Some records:
======

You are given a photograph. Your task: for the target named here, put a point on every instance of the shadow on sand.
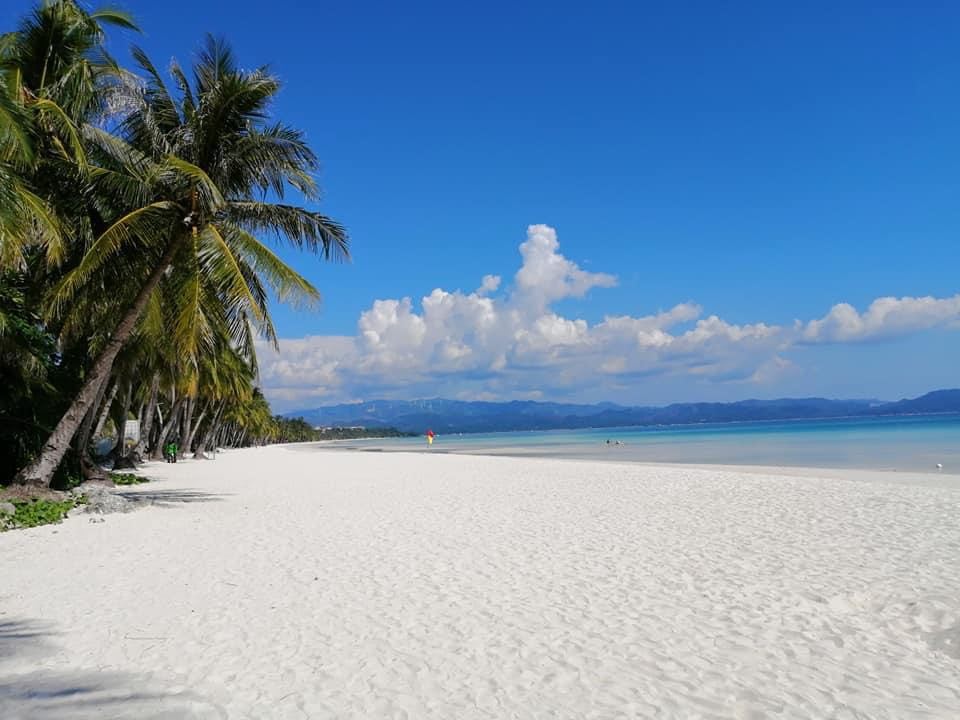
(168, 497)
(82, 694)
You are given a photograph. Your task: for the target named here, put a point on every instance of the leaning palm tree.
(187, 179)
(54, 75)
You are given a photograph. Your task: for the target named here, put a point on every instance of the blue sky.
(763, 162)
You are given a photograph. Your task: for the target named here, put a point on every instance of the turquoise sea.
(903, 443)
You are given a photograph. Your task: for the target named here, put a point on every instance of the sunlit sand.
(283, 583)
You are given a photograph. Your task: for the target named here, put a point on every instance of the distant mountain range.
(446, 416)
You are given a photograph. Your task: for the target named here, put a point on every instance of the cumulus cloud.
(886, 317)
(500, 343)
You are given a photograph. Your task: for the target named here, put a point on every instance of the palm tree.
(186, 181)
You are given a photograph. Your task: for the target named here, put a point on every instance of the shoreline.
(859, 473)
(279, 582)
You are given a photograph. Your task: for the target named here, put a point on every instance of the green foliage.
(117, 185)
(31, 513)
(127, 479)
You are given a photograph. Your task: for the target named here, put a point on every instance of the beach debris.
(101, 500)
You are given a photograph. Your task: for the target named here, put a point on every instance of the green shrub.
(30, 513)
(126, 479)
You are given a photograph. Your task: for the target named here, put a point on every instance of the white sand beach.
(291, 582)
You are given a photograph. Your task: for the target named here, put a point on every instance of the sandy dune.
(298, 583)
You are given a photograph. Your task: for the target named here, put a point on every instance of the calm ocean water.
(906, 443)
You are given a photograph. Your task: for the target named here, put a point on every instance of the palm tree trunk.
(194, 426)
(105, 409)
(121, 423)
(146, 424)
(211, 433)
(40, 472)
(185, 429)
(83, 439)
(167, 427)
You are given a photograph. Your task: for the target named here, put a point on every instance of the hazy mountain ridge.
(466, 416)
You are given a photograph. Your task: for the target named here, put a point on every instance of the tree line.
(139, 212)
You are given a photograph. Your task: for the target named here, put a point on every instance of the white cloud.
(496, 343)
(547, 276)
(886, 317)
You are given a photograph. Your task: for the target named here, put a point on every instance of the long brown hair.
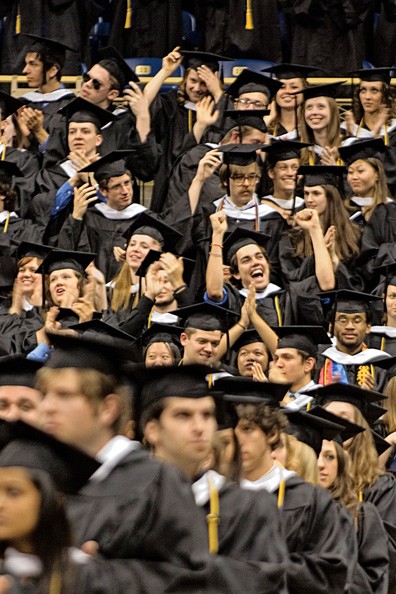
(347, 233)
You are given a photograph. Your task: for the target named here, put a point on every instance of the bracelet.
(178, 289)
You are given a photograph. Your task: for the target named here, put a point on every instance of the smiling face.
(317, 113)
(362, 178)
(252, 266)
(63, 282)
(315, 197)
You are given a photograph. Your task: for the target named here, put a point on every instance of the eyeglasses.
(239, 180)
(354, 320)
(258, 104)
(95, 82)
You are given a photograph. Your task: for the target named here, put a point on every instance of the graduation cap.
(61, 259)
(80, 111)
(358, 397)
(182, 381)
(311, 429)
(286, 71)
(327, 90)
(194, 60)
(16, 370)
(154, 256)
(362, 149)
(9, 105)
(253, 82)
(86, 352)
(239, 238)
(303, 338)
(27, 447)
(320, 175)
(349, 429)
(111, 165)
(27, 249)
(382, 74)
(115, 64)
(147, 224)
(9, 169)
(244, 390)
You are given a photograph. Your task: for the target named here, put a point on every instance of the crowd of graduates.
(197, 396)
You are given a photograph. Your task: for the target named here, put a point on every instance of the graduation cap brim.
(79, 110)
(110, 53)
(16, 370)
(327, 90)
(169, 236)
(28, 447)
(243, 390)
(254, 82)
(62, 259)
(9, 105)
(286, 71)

======

What is required: All of the material above is to be copied exactly, except for its images.

Exercise response:
You are given a photograph. Your task: for the target named here, put a point on every instance of the shadow on sand.
(168, 497)
(82, 694)
You are given a photograph. Your task: for the target named here, put a point on every instance of the leaning palm tree.
(187, 179)
(54, 75)
You are given a photograph. Your task: for the target named here, put a point on every instance of the blue sky.
(763, 162)
You are given a photograph. Your task: for the target named here, put a point on every instance of the turquoise sea.
(903, 443)
You are given a photograph. Your task: for the target named here, put a point on every instance of the sunlit sand.
(283, 583)
You are given a photograph. Your task: for the target named here, put a point on every instance of the distant mountain range.
(446, 416)
You are given a photograph. Your task: for the target named here, put a point on every instance of the cumulus cloud.
(886, 317)
(500, 343)
You are given a photograph. Your task: for the target named here, put a point on every instance of the palm tree.
(186, 181)
You are given a photograph. Your task: for the target named here, put a point on every instance of the shoreline.
(859, 473)
(279, 582)
You are given a photograph. Your task: for the target named here, put a point on every instance of the green foliage.
(117, 185)
(31, 513)
(127, 479)
You are given a photograph. Your task: for the target named here, put a point on every instance of the beach debris.
(101, 500)
You are given a photograph. Your task: for the target named here, put a point on every instance of the green shrub.
(30, 513)
(126, 479)
You are given a photograph. Your task: for the target named here, put a point on every instance of the white sand beach.
(291, 582)
You are given a photograph. Your task: for the target named here, put a point on every instance of the sandy dune.
(298, 583)
You are given a photograph. Your task: for the target named here, put a point on every instance of the calm ocean water.
(906, 443)
You are given a photograph. Your task: for the target named here, put a point on every instance of the palm tree trunk.
(194, 426)
(105, 409)
(121, 423)
(146, 424)
(211, 433)
(40, 472)
(185, 429)
(83, 439)
(167, 427)
You are given a photograph. Your task: for the target named here, put a point on every instance of the hazy mountain ridge.
(466, 416)
You are given a photograph. Your task: for the target named here, put a point on every instance of the tree line.
(139, 212)
You are given a photograph. Your task: for the target named here, put a point on every instance of the white cloud.
(496, 343)
(547, 276)
(886, 317)
You are given a photograph. Your task: for the target named here, put a point on every instance of the long brown hair.
(347, 233)
You are given a photograph. Your task: for the target named here, put a point on every instance of the bracelet.
(178, 289)
You are given a photograph. Your task: for the target named here, put a point on every instance of the smiling face.
(317, 113)
(362, 178)
(252, 266)
(63, 282)
(315, 197)
You are given a photograph. Your task: for the target named here, put a point on every instance of the eyeglasses.
(239, 180)
(354, 320)
(258, 104)
(95, 82)
You are given a photograph. Your task: for the target named here, put a point on every instance of the graduation cap.
(61, 259)
(80, 111)
(358, 397)
(182, 381)
(311, 429)
(286, 71)
(327, 90)
(194, 60)
(16, 370)
(154, 256)
(362, 149)
(9, 105)
(253, 82)
(86, 352)
(239, 238)
(303, 338)
(27, 447)
(320, 175)
(349, 429)
(111, 165)
(27, 249)
(382, 74)
(115, 64)
(147, 224)
(9, 169)
(244, 390)
You are given a photograph. Your task: for the target named here, put a point on every instance of the crowd of graduates.
(197, 396)
You are given a photograph. Your task: for the target named here, put a point on every instance of the graduation cap brim.
(79, 110)
(110, 53)
(16, 370)
(327, 90)
(169, 236)
(28, 447)
(243, 390)
(254, 82)
(62, 259)
(9, 105)
(286, 71)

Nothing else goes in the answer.